◆ **Kaynak**:
GERİ DÖNÜŞLERDEN MUTLUYUM
Sizin de böyle sağlam arkadaşlıklarınız var mı?
Ben arkadaş edinmekte zorluk çeken biri değilim. Çevremde sevdiğim, saydığım pek çok arkadaşım var. Ama bunların sadece küçük bir kısmını dostum olarak sayabilirim. Doğal olanı da bu sanırım. Az sayıdaki dostumla, Fulya'nın Elif'le paylaştığı şeyleri paylaşabiliyoruz. Ben de dostluk konusunda Fulya'dan birçok şey öğrenmiş olmalıyım. Dostlarım söz konusu olduğunda Fulya gibi gözü pek olmaya çalışıyorum.
Aşk kapısını çaldı Fulya'nın. Onun nasıl bir aşık olduğunu görüyoruz peki siz nasıl bir aşıksınız?
Aşk çok güzel bir duygu. İnsanın kalp atışını hızlandıran, parmak uçlarına kadar ürperten bazen de sersemleten bir duygu. Fulya'nın Alper'e duyduğu aşkı seyircilerimize güzel yansıtabilmek için çok çabalıyorum ve geri dönüşlerden çok mutluyum.
Diziyle ilgili nasıl yorumlar alıyorsunuz?
Fulya'ya gösterdikleri sevgi beni çok mutlu ediyor. Seyircilerimiz güzel mesajlarıyla destekliyor bizi.
FARKLI ŞEHİRLERDE FARKLI İNSANLAR TANIYARAK BÜYÜDÜM
Gizem Ünsal'ın hikayesini sizden dinleyebilir miyiz? Nasıl bir çocukluk geçirdiniz?
Ben 1990 yılında Ankara'da doğdum. 3 kardeşin en büyüğüyüm. Babam asker olduğu için çocukluk dönemimizde çok şehir değiştirmek zorunda kaldık. Farklı şehirler görmek, yeni insanlarla tanışmak heyecanlı bir deneyim elbette ama zorlukları da var. Üniversite sınavında Boğaziçi Üniversitesi Fizik Bölümü'nü kazanıp İstanbul'a geldim. Üniversite sürecimde yapmak istediğim mesleğin fizikle ilgili olmadığına karar verdim. Somut yönüyle insana biraz daha dokunan bir yerde olmak istediğimi hissettim. Bahçeşehir Üniversitesi'nin oyunculuk yüksek lisans programına katıldım. Bu süreçte çeşitli tiyatro, dizi ve film projelerine dahil oldum.

◆ **Yönerge 1**: Kayıtlarda "jeans" sözcüğünü içeren bütün satırları toplayıp kopyalayınız.
Metin ile kayıtlar arasında herhangi bir bağlantı bulunmamaktadır.

◆ **Sunulan Kayıtlar**:
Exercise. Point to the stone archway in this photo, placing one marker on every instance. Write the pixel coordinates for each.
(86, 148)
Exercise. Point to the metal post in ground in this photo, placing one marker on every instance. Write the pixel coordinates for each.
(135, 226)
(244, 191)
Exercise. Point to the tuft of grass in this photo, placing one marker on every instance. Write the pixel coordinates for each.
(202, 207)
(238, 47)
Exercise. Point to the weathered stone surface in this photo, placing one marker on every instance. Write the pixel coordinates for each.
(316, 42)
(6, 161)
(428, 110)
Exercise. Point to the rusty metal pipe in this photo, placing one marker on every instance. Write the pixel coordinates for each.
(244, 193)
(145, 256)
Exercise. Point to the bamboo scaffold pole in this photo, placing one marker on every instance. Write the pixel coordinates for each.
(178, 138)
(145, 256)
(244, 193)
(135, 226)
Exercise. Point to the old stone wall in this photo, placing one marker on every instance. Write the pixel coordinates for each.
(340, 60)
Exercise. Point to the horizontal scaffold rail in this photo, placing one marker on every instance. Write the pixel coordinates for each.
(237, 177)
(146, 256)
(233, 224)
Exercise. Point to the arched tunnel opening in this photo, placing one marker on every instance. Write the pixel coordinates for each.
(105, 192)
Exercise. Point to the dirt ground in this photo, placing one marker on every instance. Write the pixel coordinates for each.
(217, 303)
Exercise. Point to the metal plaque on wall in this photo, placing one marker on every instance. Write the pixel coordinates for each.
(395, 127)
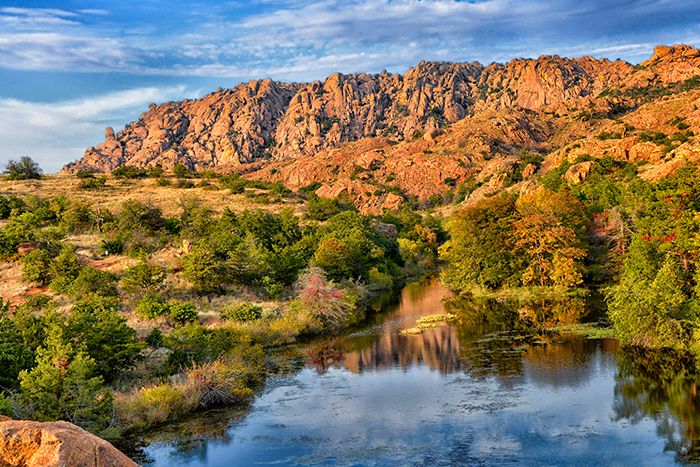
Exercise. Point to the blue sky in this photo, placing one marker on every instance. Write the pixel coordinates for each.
(70, 68)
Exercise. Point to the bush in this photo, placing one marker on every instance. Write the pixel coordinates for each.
(64, 269)
(142, 278)
(152, 305)
(154, 339)
(92, 183)
(242, 312)
(63, 386)
(93, 281)
(36, 266)
(14, 355)
(184, 183)
(183, 312)
(24, 169)
(129, 171)
(181, 171)
(96, 325)
(206, 270)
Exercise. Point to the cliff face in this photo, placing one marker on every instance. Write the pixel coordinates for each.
(226, 127)
(436, 125)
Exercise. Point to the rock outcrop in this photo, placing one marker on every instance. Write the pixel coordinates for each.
(265, 119)
(55, 444)
(378, 138)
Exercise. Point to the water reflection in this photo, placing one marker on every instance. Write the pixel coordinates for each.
(663, 386)
(488, 389)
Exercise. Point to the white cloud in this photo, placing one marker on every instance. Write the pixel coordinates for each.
(58, 132)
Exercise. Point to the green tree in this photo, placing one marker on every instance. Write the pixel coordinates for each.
(24, 169)
(36, 266)
(142, 278)
(206, 270)
(647, 306)
(96, 327)
(63, 386)
(14, 356)
(64, 269)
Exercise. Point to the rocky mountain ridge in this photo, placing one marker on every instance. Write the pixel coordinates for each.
(435, 126)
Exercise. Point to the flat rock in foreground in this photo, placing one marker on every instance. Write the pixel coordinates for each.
(37, 444)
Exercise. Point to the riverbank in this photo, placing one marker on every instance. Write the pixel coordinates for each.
(455, 391)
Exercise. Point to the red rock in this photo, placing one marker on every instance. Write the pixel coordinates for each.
(59, 444)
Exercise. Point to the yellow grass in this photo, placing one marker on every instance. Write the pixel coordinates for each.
(167, 198)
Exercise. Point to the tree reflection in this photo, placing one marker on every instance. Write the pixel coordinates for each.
(661, 385)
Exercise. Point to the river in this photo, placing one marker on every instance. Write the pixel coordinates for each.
(484, 391)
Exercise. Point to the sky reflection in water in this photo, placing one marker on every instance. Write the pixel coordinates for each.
(451, 396)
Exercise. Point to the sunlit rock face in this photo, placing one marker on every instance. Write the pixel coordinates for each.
(424, 132)
(55, 444)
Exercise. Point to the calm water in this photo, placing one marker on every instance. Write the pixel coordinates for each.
(485, 391)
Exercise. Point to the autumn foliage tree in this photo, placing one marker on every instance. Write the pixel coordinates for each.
(550, 232)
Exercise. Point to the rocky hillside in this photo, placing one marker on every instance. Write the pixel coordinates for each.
(436, 126)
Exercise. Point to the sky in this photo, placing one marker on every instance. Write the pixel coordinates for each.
(70, 68)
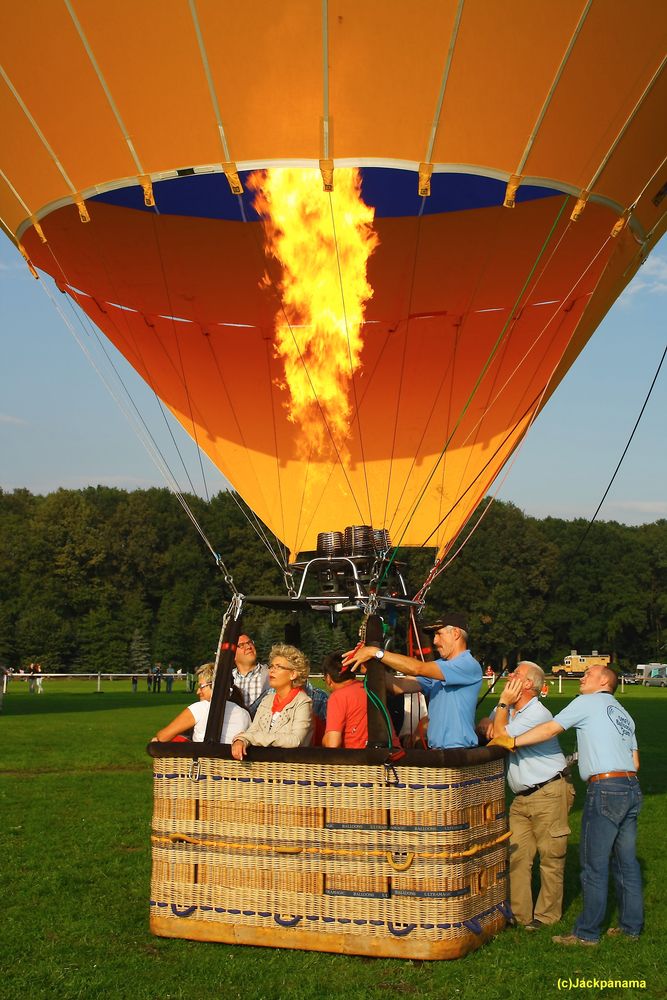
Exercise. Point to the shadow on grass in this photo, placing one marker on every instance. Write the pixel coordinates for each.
(90, 701)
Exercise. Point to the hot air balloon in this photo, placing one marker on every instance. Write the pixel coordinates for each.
(354, 248)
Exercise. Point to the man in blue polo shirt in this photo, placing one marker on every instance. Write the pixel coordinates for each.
(608, 761)
(451, 684)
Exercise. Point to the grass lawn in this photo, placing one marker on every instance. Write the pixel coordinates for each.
(76, 800)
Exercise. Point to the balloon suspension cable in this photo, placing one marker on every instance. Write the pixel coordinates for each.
(261, 532)
(136, 421)
(377, 703)
(478, 381)
(440, 565)
(625, 450)
(349, 355)
(154, 214)
(232, 612)
(489, 689)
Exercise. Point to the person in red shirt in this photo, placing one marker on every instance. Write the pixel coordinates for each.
(347, 707)
(347, 714)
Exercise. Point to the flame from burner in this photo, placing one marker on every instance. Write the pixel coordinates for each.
(323, 242)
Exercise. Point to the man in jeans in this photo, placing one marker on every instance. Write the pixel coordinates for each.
(608, 761)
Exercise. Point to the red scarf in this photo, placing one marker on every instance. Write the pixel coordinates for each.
(278, 705)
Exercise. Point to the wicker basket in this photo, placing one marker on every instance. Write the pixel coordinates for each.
(293, 851)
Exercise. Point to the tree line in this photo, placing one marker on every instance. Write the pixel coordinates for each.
(102, 579)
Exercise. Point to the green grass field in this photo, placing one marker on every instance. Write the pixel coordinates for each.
(76, 800)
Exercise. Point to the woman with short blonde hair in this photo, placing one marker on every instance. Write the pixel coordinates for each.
(195, 717)
(284, 718)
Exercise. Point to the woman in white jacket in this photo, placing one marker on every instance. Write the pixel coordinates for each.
(195, 716)
(284, 718)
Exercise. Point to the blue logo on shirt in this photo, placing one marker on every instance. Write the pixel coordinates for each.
(620, 720)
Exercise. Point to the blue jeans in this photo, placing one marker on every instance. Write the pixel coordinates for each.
(609, 830)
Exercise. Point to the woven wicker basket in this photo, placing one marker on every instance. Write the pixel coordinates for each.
(293, 851)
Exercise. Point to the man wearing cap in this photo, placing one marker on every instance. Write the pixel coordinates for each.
(608, 761)
(451, 683)
(543, 797)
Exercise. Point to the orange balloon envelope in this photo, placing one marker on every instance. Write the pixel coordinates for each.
(504, 173)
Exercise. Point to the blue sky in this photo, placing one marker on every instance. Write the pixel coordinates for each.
(60, 427)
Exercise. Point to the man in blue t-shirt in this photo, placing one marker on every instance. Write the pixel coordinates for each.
(451, 684)
(608, 761)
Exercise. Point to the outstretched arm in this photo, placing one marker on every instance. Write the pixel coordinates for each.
(404, 664)
(180, 724)
(538, 734)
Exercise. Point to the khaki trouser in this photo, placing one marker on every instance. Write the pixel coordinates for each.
(539, 825)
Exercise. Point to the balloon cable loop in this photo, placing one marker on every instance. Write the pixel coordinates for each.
(290, 583)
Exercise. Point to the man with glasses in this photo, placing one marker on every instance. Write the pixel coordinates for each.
(543, 798)
(250, 677)
(451, 684)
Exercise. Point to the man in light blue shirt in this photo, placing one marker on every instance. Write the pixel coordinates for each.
(451, 683)
(609, 761)
(543, 798)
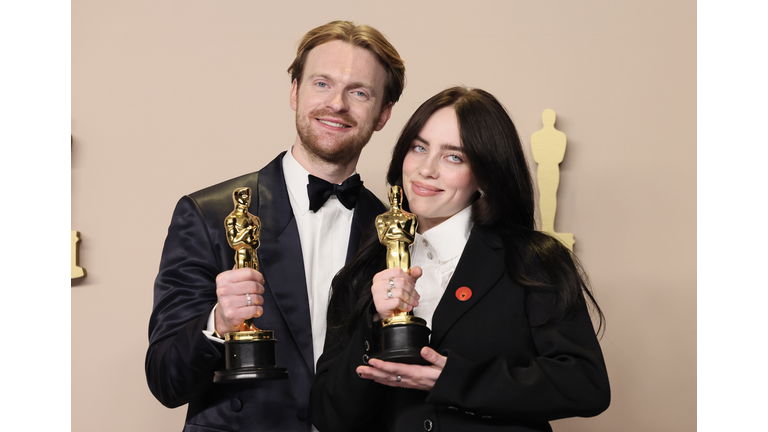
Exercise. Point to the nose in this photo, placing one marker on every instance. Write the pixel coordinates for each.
(337, 101)
(428, 167)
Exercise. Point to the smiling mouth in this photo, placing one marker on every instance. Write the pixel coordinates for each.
(424, 190)
(334, 124)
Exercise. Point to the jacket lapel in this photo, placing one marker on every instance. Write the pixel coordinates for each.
(280, 257)
(366, 210)
(481, 265)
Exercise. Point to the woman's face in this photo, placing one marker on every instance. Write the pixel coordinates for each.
(437, 179)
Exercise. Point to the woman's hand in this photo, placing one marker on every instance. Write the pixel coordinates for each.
(416, 377)
(393, 290)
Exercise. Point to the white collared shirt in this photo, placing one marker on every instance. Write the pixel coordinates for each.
(437, 252)
(324, 237)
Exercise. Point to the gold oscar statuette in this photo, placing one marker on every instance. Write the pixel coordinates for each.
(401, 336)
(249, 352)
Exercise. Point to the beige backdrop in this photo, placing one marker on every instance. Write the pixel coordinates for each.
(169, 97)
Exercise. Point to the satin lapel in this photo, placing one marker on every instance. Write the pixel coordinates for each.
(368, 207)
(280, 257)
(481, 265)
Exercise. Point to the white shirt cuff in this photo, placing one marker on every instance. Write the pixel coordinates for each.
(209, 331)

◆ **Yönerge 2**: Metne göre Gizem Ünsal üniversite sınavında hangi üniversitenin hangi bölümünü kazanmıştır?

◆ **Yazılı Yanıt 1**:
Exercise. Point to the man in jeans in this photo, placing one marker on every instance. Write the pixel coordinates for each.
Exercise. Point to the blue jeans in this photo, placing one marker on every instance. Write the pixel coordinates for each.

◆ **Yazılı Yanıt 2**: Boğaziçi Üniversitesi Fizik Bölümü'nü kazanmıştır.